WORK REQUIRED
All of the records must come back exactly. Please repeat them in full.

Top of DATA SHOWN

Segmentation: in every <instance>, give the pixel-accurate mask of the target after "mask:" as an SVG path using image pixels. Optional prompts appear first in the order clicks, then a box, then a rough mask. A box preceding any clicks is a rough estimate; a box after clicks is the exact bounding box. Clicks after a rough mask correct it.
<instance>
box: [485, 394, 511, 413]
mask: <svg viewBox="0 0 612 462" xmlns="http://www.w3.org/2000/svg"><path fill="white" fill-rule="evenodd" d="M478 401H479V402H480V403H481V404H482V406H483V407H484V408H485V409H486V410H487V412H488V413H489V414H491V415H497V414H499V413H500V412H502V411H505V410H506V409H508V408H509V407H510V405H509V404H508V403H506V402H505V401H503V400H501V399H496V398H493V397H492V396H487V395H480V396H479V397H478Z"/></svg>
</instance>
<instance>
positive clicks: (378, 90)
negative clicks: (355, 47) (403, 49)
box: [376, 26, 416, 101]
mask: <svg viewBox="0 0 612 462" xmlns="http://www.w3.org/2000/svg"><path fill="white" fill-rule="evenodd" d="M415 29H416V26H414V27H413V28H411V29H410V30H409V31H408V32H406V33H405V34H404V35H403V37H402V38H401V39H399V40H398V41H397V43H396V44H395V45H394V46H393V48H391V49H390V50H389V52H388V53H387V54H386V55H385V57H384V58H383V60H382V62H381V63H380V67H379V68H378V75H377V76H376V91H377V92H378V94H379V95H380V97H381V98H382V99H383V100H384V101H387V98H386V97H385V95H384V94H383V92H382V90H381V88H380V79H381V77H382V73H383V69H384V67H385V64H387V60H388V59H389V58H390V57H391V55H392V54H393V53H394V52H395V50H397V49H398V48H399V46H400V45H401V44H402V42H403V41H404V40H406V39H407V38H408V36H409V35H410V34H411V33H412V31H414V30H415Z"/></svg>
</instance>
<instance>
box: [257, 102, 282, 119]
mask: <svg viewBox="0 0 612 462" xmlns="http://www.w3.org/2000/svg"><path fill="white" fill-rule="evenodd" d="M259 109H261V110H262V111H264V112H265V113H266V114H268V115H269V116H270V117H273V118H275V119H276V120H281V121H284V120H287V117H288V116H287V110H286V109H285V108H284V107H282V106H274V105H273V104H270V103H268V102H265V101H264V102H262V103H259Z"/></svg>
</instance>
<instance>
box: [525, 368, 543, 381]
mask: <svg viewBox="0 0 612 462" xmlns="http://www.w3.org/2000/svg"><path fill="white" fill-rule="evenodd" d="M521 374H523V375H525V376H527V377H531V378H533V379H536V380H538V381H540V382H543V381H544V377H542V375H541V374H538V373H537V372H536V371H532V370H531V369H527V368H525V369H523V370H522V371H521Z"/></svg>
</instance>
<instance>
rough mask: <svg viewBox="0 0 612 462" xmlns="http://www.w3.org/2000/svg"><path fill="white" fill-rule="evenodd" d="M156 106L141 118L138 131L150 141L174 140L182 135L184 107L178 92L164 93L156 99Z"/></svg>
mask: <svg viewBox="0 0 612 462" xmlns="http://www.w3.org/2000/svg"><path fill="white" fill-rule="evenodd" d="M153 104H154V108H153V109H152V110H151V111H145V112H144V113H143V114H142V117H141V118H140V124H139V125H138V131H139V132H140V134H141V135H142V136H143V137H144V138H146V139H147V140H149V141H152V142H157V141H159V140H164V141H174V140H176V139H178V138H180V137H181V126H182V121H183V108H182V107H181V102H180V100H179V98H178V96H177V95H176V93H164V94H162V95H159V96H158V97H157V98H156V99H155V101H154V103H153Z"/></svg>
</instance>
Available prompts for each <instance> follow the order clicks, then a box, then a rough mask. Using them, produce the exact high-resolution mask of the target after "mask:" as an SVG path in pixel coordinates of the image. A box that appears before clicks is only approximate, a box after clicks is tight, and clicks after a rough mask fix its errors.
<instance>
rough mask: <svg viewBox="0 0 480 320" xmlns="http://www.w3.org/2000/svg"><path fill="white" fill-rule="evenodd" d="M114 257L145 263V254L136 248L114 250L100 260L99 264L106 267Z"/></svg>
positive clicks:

Bottom of DATA SHOWN

TASK SOLUTION
Segmentation: in every <instance>, give the pixel-accurate mask of the target after "mask:" as an SVG path using image pixels. Optional prompts appear first in the order clicks, then a box, then a rough mask. A box preceding any clicks is a rough estimate; a box after clicks is the exact bounding box. Clicks after a rough mask correct it.
<instance>
box: [485, 394, 511, 413]
mask: <svg viewBox="0 0 612 462" xmlns="http://www.w3.org/2000/svg"><path fill="white" fill-rule="evenodd" d="M478 401H479V402H480V403H481V404H482V406H483V407H484V408H485V409H486V410H487V412H488V413H489V414H491V415H497V414H499V413H500V412H502V411H505V410H506V409H508V408H509V407H510V405H509V404H508V403H506V402H505V401H503V400H501V399H496V398H493V397H492V396H487V395H480V396H479V397H478Z"/></svg>
</instance>
<instance>
positive clicks: (378, 90)
negative clicks: (355, 47) (403, 49)
box: [376, 26, 416, 101]
mask: <svg viewBox="0 0 612 462" xmlns="http://www.w3.org/2000/svg"><path fill="white" fill-rule="evenodd" d="M415 29H416V26H414V27H413V28H411V29H410V30H409V31H408V32H406V33H405V34H404V35H403V37H402V38H401V39H399V40H398V41H397V43H396V44H395V45H394V46H393V48H391V49H390V50H389V52H388V53H387V54H386V55H385V57H384V58H383V60H382V62H381V63H380V67H379V68H378V75H377V76H376V91H377V92H378V94H379V95H380V97H381V98H382V99H383V100H384V101H387V98H386V97H385V95H384V94H383V92H382V90H381V88H380V79H381V77H382V73H383V69H384V67H385V64H387V60H388V59H389V58H390V57H391V55H392V54H393V53H394V52H395V50H397V49H398V48H399V46H400V45H401V44H402V42H403V41H404V40H406V39H407V38H408V36H409V35H410V34H411V33H412V31H414V30H415Z"/></svg>
</instance>
<instance>
box: [257, 102, 282, 119]
mask: <svg viewBox="0 0 612 462" xmlns="http://www.w3.org/2000/svg"><path fill="white" fill-rule="evenodd" d="M259 109H261V110H262V111H264V112H265V113H266V114H268V115H269V116H270V117H273V118H275V119H276V120H281V121H284V120H287V117H288V116H287V110H286V109H285V108H284V107H282V106H274V105H273V104H270V103H268V102H265V101H264V102H262V103H259Z"/></svg>
</instance>
<instance>
box: [525, 368, 543, 381]
mask: <svg viewBox="0 0 612 462" xmlns="http://www.w3.org/2000/svg"><path fill="white" fill-rule="evenodd" d="M521 374H523V375H525V376H527V377H531V378H533V379H536V380H538V381H540V382H543V381H544V377H542V375H541V374H538V373H537V372H536V371H532V370H531V369H527V368H525V369H523V370H522V371H521Z"/></svg>
</instance>
<instance>
rough mask: <svg viewBox="0 0 612 462" xmlns="http://www.w3.org/2000/svg"><path fill="white" fill-rule="evenodd" d="M156 106L141 118L138 131L150 141L174 140L182 135L184 107L178 92L164 93L156 99Z"/></svg>
mask: <svg viewBox="0 0 612 462" xmlns="http://www.w3.org/2000/svg"><path fill="white" fill-rule="evenodd" d="M153 104H154V108H153V109H152V110H151V111H145V112H144V113H143V114H142V117H141V118H140V124H139V125H138V131H139V132H140V134H141V135H142V136H143V137H144V138H146V139H147V140H149V141H152V142H157V141H159V140H164V141H174V140H176V139H178V138H180V137H181V126H182V121H183V108H182V107H181V102H180V100H179V98H178V96H177V95H176V93H164V94H162V95H159V96H158V97H157V98H156V99H155V101H154V103H153Z"/></svg>
</instance>
Available prompts for each <instance> follow the order clicks, then a box, then a rough mask. Using them, produce the exact high-resolution mask of the target after "mask:" as an SVG path in pixel coordinates of the image. A box that appears before clicks is only approximate, a box after clicks is tight, and clicks after a rough mask fix its errors.
<instance>
rough mask: <svg viewBox="0 0 480 320" xmlns="http://www.w3.org/2000/svg"><path fill="white" fill-rule="evenodd" d="M114 257L145 263V254L136 248L114 250L100 260L99 264L106 267Z"/></svg>
positive clicks:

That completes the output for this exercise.